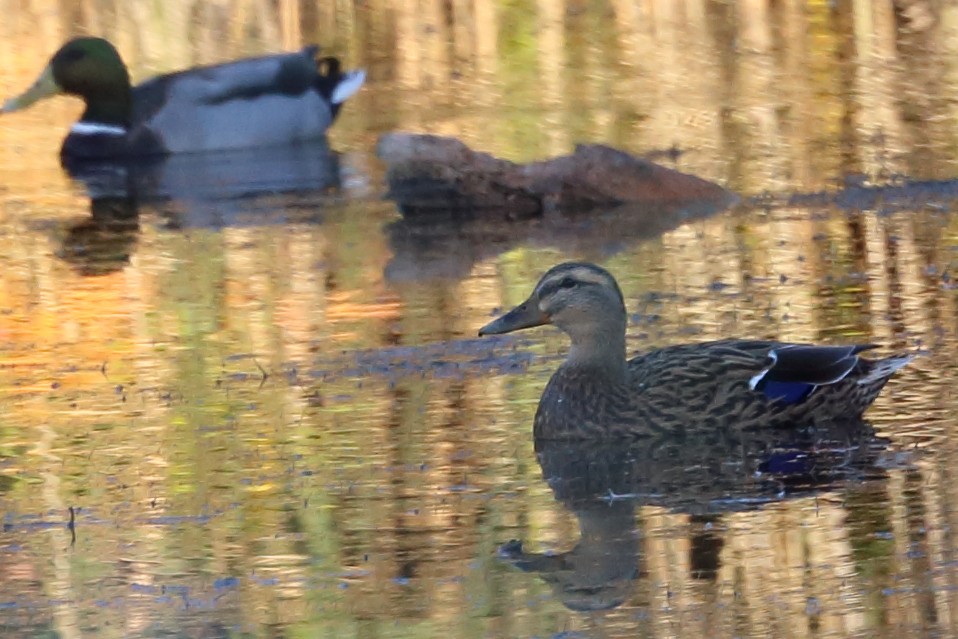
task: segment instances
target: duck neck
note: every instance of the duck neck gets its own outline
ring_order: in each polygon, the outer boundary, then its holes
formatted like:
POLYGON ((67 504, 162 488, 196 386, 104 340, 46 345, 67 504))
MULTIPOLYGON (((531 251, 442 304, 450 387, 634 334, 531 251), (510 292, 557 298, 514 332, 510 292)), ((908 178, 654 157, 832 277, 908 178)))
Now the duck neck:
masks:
————————
## Task requirements
Return all the records above exactly, pictures omitted.

## Answer below
task: segment instances
target: duck neck
note: every instance of the duck neck gets its own outline
ring_order: in each polygon, the outer boundary, then its holes
formatted like:
POLYGON ((67 504, 162 488, 196 386, 104 340, 46 345, 67 504))
MULTIPOLYGON (((531 251, 442 304, 450 387, 634 334, 531 251), (510 292, 557 298, 514 332, 510 292)), ((908 178, 654 157, 832 277, 908 178)))
Now the duck neck:
masks:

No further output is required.